(Given passage)
──────────────────────────────

Apparently (I am still trying to get to the details of this) there is a substream automatically encoded in Dolby Digital when creating a Dolby True HD stream. This is a different stream to the additional, user-accessible DD stream on some discs, as it is NOT user-accessible by choice.
It is there to ensure compliance when your player cannot actually handle Dolby True HD 5.1 streams (which, BTW, is not mandated in Blu Ray bit optionally supported. Only Dolby True HD Stereo is actually required) - meaning a LOT of players are not decoding the True HD, but instead the DD substream.
It's like the way DTS-HD MAS also includes a legacy stream for decoders that cannot handle the full MAS Lossless one.
Thing is, most players that cannot actually decode the True HD stream and offer up the DD stream instead don't actually TELL you this.

──────────────────────────────

A data block:
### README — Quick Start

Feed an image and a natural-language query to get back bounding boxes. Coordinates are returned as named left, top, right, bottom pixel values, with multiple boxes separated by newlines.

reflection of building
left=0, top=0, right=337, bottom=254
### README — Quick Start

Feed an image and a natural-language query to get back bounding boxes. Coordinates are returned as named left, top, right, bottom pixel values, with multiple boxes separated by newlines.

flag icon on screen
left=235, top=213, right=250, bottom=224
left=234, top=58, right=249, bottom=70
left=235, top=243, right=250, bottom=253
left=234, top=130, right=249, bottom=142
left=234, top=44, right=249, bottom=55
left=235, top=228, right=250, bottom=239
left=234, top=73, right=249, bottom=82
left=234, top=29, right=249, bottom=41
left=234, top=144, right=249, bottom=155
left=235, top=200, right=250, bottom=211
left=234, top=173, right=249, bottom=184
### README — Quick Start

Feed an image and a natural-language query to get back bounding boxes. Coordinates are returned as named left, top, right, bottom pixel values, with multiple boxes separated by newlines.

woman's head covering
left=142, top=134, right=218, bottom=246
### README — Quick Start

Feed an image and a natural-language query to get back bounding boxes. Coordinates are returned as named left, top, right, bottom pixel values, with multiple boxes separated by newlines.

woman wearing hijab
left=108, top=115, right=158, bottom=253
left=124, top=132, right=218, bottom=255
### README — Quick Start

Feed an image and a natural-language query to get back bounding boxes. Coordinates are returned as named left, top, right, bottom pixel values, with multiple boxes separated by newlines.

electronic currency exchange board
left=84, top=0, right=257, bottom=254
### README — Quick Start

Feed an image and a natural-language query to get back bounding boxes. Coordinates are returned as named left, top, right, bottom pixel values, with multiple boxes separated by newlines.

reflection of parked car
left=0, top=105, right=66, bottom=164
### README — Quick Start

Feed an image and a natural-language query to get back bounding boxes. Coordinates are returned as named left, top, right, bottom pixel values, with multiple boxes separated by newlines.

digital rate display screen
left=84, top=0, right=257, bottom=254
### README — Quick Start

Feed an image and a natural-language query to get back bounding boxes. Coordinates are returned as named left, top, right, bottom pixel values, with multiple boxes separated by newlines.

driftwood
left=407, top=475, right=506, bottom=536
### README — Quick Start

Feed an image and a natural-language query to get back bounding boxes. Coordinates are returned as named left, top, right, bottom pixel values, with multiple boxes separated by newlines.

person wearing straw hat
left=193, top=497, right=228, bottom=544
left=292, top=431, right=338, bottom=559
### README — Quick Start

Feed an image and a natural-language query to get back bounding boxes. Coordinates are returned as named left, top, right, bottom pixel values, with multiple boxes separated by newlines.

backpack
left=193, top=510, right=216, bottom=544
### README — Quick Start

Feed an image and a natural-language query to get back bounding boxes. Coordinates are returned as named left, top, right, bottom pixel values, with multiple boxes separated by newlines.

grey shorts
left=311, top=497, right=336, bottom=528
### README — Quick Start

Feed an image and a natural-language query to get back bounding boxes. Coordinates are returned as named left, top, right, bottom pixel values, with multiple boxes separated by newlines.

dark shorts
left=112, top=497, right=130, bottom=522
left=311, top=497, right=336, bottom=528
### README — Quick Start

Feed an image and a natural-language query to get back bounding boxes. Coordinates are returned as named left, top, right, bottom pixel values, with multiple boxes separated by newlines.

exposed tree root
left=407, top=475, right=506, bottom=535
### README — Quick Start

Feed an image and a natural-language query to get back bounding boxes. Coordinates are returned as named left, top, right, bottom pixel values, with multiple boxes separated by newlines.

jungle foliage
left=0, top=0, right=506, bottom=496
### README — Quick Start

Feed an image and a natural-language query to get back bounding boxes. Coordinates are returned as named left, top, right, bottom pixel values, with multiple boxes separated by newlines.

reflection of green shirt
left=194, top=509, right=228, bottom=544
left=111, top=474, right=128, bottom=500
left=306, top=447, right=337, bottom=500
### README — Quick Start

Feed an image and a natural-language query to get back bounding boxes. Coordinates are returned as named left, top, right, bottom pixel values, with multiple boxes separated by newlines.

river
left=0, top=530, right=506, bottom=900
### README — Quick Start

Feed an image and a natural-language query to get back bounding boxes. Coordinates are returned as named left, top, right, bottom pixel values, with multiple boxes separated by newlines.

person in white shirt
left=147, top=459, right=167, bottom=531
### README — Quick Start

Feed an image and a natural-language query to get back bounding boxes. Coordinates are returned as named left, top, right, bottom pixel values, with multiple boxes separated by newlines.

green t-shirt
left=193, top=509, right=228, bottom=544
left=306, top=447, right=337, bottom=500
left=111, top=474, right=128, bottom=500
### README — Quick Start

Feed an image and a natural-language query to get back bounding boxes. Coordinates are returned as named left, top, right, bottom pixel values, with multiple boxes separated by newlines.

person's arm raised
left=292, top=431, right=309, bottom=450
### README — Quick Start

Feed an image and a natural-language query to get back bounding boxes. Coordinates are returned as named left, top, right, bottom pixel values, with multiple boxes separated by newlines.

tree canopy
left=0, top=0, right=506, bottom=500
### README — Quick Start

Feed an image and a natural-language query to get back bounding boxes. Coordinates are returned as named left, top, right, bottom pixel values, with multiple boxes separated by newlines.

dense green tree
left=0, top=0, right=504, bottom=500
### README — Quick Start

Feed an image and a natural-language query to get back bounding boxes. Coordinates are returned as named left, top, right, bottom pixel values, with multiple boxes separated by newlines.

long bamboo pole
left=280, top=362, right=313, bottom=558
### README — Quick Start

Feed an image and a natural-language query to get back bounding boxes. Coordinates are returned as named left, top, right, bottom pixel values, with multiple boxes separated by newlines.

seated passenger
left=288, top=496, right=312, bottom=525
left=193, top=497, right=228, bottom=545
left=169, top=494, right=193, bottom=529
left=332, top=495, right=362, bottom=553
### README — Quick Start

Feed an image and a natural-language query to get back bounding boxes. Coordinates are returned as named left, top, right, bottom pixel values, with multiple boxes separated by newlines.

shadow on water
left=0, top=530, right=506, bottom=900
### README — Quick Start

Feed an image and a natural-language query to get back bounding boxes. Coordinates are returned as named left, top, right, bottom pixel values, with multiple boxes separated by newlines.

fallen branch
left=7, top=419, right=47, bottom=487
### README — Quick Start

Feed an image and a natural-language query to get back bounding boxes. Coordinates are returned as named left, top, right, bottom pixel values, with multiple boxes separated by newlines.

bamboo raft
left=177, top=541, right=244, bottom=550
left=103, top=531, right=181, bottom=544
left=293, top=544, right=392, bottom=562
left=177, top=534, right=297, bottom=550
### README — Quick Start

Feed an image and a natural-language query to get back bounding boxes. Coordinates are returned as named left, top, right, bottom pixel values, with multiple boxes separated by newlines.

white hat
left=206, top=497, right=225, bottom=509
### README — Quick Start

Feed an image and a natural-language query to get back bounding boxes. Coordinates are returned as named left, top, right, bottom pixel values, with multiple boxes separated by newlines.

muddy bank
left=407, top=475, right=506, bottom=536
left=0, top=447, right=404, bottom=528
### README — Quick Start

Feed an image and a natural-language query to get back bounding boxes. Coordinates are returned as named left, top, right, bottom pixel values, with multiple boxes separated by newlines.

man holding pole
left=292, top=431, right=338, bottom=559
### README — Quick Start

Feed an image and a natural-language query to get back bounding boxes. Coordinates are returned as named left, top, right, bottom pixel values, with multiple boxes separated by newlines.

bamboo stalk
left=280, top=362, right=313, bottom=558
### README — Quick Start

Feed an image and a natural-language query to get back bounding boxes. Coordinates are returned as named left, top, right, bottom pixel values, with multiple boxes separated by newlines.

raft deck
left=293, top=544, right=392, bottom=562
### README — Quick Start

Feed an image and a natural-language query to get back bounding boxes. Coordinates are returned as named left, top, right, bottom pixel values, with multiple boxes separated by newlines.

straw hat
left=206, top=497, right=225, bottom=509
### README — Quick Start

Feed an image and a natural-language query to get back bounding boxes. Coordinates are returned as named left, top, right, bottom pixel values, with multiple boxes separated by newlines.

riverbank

──────────────────────────────

(Task instructions)
**1)** Write out the Dolby TrueHD passage from "Apparently (I am" up to and including "MAS Lossless one.".
**2)** According to the Dolby TrueHD passage, which Dolby True HD format is actually required on Blu-ray?
**3)** Carry on the Dolby TrueHD passage after its last sentence.
This material stands apart from the passage on Dolby TrueHD audio.

(Exercise responses)
**1)**
Apparently (I am still trying to get to the details of this) there is a substream automatically encoded in Dolby Digital when creating a Dolby True HD stream. This is a different stream to the additional, user-accessible DD stream on some discs, as it is NOT user-accessible by choice.
It is there to ensure compliance when your player cannot actually handle Dolby True HD 5.1 streams (which, BTW, is not mandated in Blu Ray bit optionally supported. Only Dolby True HD Stereo is actually required) - meaning a LOT of players are not decoding the True HD, but instead the DD substream.
It's like the way DTS-HD MAS also includes a legacy stream for decoders that cannot handle the full MAS Lossless one.

**2)** Dolby True HD Stereo.

**3)**
The long & short of it is that there are a lot of folks out there who think they are getting Lossless, when the reality is they are still getting DD.....
 
There's another interesting row brewing as well over so-called "True HD" streams.
Apparently (I am still trying to get to the details of this) there is a substream automatically encoded in Dolby Digital when creating a Dolby True HD stream. This is a different stream to the additional, user-accessible DD stream on some discs, as it is NOT user-accessible by choice.
It is there to ensure compliance when your player cannot actually handle Dolby True HD 5.1 streams (which, BTW, is not mandated in Blu Ray bit optionally supported. Only Dolby True HD Stereo is actually required) - meaning a LOT of players are not decoding the True HD, but instead the DD substream.
It's like the way DTS-HD MAS also includes a legacy stream for decoders that cannot handle the full MAS Lossless one.
Thing is, most players that cannot actually decode the True HD stream and offer up the DD stream instead don't actually TELL you this.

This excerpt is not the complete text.